RECORDED INFORMATION »
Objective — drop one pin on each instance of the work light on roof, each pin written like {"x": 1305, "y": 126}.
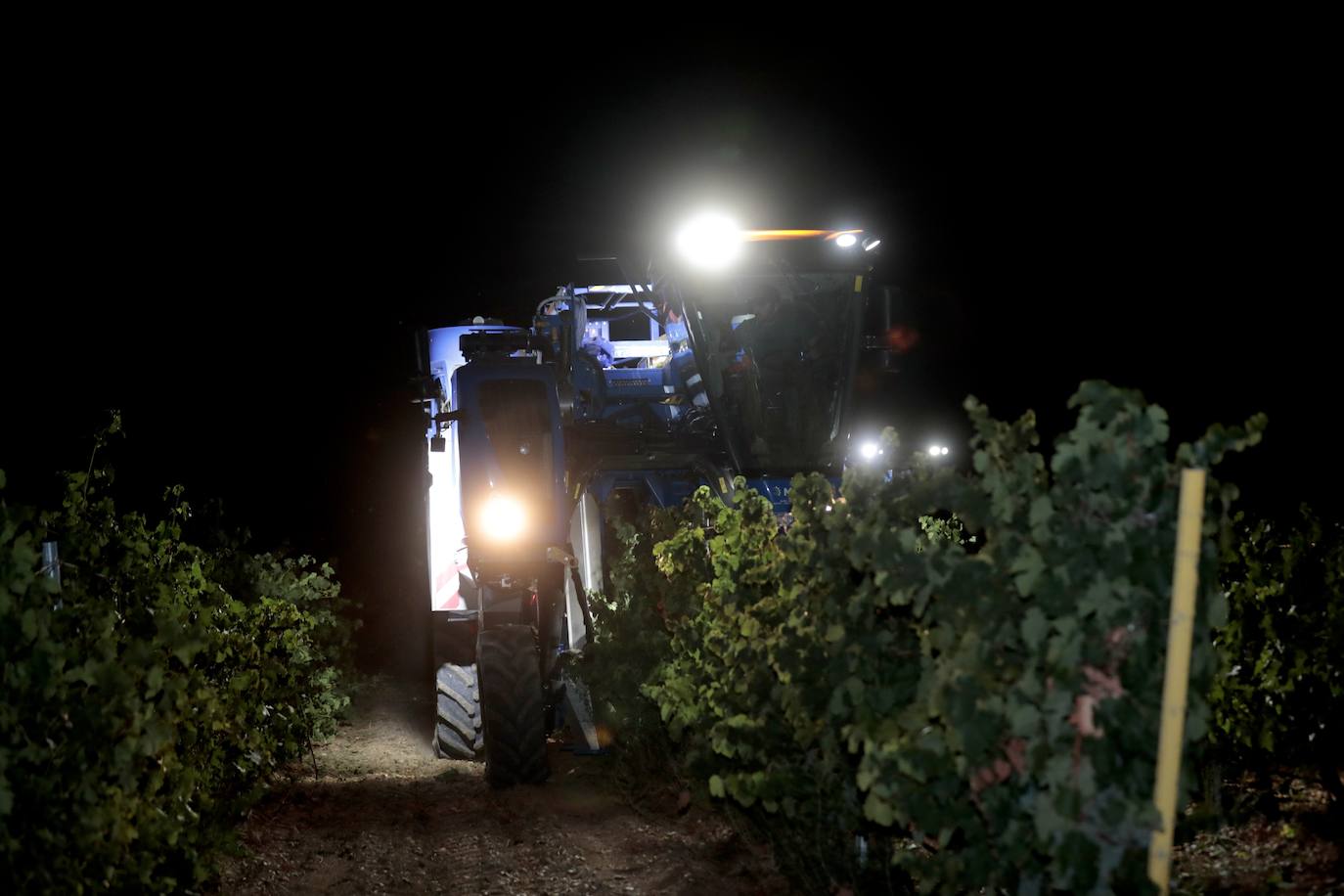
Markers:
{"x": 710, "y": 241}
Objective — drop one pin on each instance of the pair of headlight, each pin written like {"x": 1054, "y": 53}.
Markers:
{"x": 714, "y": 241}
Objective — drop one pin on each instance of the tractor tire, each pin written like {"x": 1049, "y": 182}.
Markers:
{"x": 513, "y": 705}
{"x": 457, "y": 727}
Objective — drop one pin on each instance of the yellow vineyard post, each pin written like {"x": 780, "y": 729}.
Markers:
{"x": 1176, "y": 683}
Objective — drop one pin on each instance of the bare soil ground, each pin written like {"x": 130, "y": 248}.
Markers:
{"x": 384, "y": 816}
{"x": 1293, "y": 849}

THE PROBLEM » Filter the entries and keep only the lines holding "written".

SOLUTION »
Objective — drop one pin on each instance of the work light on roof, each pin written like {"x": 1305, "y": 126}.
Objective — drop one pin on each instance of the pair of headlight, each pin written like {"x": 1054, "y": 53}.
Objective — drop one pin on each instance of the tractor tire, each pin written like {"x": 1049, "y": 182}.
Objective — drop one pin on each instance of the yellow vineyard post, each pin written like {"x": 780, "y": 729}.
Objective — drop one pin on each instance of the bare soil ground, each pin written like {"x": 130, "y": 248}.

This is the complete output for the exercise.